■ Passage:
----------

Beyond the Comfort Zone: Emerging Solutions to Overcome Challenges in Integrating LLMs into Software Products
Nadia Nahar, Christian Kästner, Jenna Butler, Chris Parnin, Thomas Zimmermann, Christian Bird
TL;DR
The paper addresses the challenge of integrating large language models into software products by identifying disruptions to traditional software engineering and quality assurance. Using a sequential mixed-methods design with 26 interviews and 332 survey responses from Microsoft teams, it uncovers 19 emerging QA solutions (and 7 related to development/prompting) that practitioners are adopting to manage LLM-specific complexities. Key contributions include validating known challenges and detailing practical solutions such as combining qualitative and quantitative evaluation, employing LLMs as validators, implementing extensive guardrails, automating offline evaluation, and adopting canary releases and A/B testing. The findings offer actionable guidance for development and evaluation of LLM-based products and set the stage for cross-context evaluation of these practices. The work highlights the need for formal assessment of the effectiveness of these solutions and invites broader experimentation across organizations and product domains.

----------

■ Listed records:
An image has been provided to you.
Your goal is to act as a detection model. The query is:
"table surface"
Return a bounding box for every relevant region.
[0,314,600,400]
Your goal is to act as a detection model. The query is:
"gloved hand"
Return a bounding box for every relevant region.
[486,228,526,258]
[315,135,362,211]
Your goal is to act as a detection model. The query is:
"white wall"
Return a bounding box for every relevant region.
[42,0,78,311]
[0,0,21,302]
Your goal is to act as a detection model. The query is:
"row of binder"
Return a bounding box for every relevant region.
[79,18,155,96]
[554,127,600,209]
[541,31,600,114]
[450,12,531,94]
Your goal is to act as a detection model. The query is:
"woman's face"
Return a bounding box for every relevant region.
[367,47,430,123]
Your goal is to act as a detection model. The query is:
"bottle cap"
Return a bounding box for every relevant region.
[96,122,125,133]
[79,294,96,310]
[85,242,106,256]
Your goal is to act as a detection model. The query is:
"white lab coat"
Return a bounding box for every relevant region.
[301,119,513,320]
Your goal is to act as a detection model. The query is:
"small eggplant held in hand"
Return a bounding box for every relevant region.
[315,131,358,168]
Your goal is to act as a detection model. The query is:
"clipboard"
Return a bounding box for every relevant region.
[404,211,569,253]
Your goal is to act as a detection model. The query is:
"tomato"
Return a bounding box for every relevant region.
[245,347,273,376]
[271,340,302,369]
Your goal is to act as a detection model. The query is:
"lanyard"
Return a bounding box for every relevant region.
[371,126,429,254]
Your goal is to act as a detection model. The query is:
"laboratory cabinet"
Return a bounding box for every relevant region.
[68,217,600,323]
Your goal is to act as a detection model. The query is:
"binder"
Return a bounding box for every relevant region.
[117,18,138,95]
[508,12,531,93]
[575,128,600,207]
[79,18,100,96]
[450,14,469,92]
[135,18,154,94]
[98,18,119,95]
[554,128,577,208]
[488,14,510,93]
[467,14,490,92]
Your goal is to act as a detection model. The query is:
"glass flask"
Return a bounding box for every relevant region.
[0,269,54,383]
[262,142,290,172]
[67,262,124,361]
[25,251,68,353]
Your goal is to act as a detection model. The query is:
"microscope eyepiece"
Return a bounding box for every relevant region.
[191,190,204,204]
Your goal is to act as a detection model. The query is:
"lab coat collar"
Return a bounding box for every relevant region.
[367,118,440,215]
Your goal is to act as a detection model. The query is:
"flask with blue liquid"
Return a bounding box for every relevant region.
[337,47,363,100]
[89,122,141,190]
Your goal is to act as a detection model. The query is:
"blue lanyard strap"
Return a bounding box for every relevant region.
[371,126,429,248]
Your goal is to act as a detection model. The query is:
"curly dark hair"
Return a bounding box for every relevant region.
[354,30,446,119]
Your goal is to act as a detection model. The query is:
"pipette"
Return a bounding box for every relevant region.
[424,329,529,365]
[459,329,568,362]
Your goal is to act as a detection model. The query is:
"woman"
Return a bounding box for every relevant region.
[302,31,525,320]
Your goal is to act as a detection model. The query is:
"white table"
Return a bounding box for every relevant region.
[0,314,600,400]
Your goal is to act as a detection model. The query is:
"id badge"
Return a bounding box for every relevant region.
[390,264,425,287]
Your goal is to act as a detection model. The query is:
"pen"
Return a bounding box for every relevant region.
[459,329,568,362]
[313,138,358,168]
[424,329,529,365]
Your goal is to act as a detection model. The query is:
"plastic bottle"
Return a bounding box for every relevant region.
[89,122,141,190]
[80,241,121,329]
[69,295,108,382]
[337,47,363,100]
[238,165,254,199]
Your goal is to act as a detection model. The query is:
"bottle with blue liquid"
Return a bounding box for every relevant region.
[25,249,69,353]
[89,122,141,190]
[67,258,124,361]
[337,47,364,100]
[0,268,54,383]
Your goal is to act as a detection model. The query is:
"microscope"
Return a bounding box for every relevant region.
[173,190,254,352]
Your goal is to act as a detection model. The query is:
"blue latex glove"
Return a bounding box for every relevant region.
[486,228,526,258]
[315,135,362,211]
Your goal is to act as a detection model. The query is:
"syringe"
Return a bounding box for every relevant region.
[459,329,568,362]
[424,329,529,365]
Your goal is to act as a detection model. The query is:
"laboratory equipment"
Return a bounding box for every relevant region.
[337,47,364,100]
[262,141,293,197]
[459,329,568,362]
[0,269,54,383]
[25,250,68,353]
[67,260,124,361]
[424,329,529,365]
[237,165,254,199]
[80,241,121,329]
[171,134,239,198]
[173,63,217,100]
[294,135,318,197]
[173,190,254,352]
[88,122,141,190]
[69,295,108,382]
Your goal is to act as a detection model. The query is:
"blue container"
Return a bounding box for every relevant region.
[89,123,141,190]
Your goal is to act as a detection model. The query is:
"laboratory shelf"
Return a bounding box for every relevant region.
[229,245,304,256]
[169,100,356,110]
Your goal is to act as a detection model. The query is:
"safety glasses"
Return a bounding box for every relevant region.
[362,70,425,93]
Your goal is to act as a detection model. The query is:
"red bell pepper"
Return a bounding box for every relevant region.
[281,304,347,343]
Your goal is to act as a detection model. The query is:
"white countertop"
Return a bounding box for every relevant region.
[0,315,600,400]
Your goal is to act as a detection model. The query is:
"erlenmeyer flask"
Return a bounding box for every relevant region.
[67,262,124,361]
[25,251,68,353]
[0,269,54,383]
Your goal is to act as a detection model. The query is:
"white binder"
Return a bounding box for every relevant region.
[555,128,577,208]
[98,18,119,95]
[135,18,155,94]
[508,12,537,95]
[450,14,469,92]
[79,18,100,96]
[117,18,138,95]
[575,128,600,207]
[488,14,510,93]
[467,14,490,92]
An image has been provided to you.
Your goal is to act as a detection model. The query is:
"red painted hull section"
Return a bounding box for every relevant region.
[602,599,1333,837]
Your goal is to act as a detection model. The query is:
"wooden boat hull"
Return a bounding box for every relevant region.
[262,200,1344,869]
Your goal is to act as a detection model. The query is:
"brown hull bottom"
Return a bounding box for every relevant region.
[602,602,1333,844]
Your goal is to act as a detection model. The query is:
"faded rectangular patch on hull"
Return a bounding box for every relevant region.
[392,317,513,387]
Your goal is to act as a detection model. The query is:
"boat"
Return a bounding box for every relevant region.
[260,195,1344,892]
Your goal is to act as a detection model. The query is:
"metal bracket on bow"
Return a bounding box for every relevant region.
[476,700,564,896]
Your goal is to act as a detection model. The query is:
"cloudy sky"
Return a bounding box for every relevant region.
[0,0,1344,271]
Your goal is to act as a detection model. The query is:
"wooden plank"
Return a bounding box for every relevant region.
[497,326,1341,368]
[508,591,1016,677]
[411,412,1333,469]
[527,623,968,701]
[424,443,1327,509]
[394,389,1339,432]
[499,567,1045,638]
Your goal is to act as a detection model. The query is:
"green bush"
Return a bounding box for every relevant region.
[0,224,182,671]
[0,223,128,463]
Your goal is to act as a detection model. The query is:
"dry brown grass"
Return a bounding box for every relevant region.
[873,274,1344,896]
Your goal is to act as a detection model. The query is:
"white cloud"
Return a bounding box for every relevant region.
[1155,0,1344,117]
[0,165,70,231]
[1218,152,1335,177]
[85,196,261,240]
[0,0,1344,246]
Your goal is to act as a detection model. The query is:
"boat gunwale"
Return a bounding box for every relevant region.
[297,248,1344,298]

----------

■ About this exercise:
Copy out the entire overview of the paper on integrating LLMs into software products, shown above, word for word.

■ Problem solution:
Beyond the Comfort Zone: Emerging Solutions to Overcome Challenges in Integrating LLMs into Software Products
Nadia Nahar, Christian Kästner, Jenna Butler, Chris Parnin, Thomas Zimmermann, Christian Bird
TL;DR
The paper addresses the challenge of integrating large language models into software products by identifying disruptions to traditional software engineering and quality assurance. Using a sequential mixed-methods design with 26 interviews and 332 survey responses from Microsoft teams, it uncovers 19 emerging QA solutions (and 7 related to development/prompting) that practitioners are adopting to manage LLM-specific complexities. Key contributions include validating known challenges and detailing practical solutions such as combining qualitative and quantitative evaluation, employing LLMs as validators, implementing extensive guardrails, automating offline evaluation, and adopting canary releases and A/B testing. The findings offer actionable guidance for development and evaluation of LLM-based products and set the stage for cross-context evaluation of these practices. The work highlights the need for formal assessment of the effectiveness of these solutions and invites broader experimentation across organizations and product domains.